(TEXT SECTION Opens)

The gut microbiome – the collective term for bacteria, viruses, fungi and protozoa in the intestine – plays a critical role in health and disease and represents a potential untapped reservoir for novel therapeutic approaches to treating certain human conditions. Disruption of the normal microbiome balance (‘dysbiosis’) can have significant effects on the affected host, with numerous studies showing relationships between the presence of specific gut bacteria and certain diseases, including Type 2 diabetes (T2D) and obesity. Since almost 1 in 20 people in Scotland were diagnosed with T2D in 2018, and over 1 in 4 of all adults aged 16-64 were categorised as obese, there is an urgent need to understand the relationship between dysbiosis and disease, and the mechanisms underpinning its development.

(TEXT SECTION Closes)
(EXTRACTED ENTRIES Opens)

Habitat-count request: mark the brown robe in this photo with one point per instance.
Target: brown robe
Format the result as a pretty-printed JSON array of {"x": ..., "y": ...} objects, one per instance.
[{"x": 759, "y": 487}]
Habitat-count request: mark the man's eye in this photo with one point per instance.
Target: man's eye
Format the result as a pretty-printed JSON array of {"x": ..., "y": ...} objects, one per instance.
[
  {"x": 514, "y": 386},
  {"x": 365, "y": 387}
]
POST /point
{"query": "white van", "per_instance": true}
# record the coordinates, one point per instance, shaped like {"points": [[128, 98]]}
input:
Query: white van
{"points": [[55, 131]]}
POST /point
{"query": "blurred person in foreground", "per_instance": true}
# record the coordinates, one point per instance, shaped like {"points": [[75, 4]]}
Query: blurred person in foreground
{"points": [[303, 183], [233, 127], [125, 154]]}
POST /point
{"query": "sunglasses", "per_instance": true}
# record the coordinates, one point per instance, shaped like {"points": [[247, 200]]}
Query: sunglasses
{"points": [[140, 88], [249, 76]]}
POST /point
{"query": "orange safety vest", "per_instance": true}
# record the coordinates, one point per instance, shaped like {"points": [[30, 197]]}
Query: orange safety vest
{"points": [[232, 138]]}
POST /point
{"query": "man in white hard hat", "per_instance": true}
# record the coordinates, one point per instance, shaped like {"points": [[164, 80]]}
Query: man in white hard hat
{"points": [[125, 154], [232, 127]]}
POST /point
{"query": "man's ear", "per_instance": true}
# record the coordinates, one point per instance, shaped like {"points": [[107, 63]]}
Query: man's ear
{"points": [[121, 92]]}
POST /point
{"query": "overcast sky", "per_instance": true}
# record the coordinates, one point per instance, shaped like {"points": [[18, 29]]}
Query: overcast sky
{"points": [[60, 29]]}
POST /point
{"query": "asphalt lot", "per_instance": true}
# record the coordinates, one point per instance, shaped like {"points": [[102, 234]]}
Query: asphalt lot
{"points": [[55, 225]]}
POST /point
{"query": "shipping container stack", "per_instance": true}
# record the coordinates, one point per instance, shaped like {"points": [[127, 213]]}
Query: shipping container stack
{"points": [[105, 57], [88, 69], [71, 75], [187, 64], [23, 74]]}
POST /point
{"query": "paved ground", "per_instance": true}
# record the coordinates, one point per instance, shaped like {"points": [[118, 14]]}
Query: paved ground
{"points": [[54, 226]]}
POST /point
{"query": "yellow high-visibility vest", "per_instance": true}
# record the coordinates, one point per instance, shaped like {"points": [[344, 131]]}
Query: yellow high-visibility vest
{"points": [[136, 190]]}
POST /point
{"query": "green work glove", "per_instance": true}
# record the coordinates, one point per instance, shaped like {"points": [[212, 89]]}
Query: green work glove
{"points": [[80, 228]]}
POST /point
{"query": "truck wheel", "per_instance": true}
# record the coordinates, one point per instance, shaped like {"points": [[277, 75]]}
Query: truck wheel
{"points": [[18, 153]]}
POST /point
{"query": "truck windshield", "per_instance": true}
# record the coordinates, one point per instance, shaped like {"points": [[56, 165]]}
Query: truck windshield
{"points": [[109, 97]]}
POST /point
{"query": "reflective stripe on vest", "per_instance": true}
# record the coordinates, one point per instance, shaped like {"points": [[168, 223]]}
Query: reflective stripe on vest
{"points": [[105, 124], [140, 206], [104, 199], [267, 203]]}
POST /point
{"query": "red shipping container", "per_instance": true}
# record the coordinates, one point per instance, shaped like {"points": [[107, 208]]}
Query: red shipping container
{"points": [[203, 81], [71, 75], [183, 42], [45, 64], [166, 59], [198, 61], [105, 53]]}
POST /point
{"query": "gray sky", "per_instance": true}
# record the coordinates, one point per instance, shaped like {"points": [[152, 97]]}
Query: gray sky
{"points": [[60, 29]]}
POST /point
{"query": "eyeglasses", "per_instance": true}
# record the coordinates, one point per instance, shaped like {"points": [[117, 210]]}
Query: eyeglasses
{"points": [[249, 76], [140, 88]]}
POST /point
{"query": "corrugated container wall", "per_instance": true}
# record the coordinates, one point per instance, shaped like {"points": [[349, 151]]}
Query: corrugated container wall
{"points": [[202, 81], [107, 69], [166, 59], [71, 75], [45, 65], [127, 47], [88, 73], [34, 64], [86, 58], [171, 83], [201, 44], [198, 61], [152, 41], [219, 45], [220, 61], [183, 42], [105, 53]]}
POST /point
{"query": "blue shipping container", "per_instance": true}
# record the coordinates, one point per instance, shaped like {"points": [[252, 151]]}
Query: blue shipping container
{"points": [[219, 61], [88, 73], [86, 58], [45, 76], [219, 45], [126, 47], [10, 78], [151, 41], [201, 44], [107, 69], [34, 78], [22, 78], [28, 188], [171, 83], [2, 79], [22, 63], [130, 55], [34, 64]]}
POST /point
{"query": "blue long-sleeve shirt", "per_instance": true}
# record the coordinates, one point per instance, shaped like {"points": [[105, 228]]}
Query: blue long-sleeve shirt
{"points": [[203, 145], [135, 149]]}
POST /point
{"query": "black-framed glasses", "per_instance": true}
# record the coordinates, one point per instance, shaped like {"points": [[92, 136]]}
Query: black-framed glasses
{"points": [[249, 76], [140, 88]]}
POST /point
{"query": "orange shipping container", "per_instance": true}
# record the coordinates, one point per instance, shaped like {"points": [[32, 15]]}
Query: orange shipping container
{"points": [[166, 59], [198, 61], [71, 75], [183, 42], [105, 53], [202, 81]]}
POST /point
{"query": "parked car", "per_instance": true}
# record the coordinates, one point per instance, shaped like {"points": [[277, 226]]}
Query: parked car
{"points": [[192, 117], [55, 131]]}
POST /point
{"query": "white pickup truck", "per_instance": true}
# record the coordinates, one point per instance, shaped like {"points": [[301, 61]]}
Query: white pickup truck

(EXTRACTED ENTRIES Closes)

Please carry on the gut microbiome passage from its last sentence.

_RESPONSE_:
Enterocloster clostridioformis is a commensal bacterium found at low or undetectable levels in the healthy gut but is significantly increased (up to 14 times higher) in the microbiomes of those with T2D and obesity. The underlying reasons for this are unclear. We have isolated a hyper adapted strain of E. clostridioformis (LM41) from a mouse model of dysbiosis that reproduces the outgrowth characteristics observed in human dysbiosis, and can comprise up to 60% of all intestinal bacteria. The mechanisms enabling this are unknown, however genome sequencing has revealed its genome is ~40% larger than other sequenced E. clostridioformis, suggesting acquisition of advantageous traits that may contribute to its fitness in this niche. Among this DNA are 15 prophages, comprising almost 10% of the total LM41 genome; an unusually high proportion for this species. Prophages are bacteriophages (viruses that exclusively infect bacteria) that insert into their bacterial host’s DNA. Here they remain dormant until an environmental trigger causes them to emerge from the bacterial DNA and begin to reproduce, producing many hundreds of viral particles per bacterium. These particles burst out of the bacterium, killing it, and infect new bacteria. Spontaneous activation of prophages can also occur in subsets of bacteriophage-carrying populations in the absence of environmental triggers, releasing bacteriophages into the local environment where they may infect and kill rival bacteria, and providing a competitive advantage to the original bacterial population from which they were released. Importantly, bacteriophages also mediate bacterial DNA exchange between cells, passing new and advantageous traits (e.g. antimicrobial resistance, toxins, or metabolic capabilities) between related strains and to different species, potentially permitting greater metabolic flexibility that could facilitate better growth in competitive environments.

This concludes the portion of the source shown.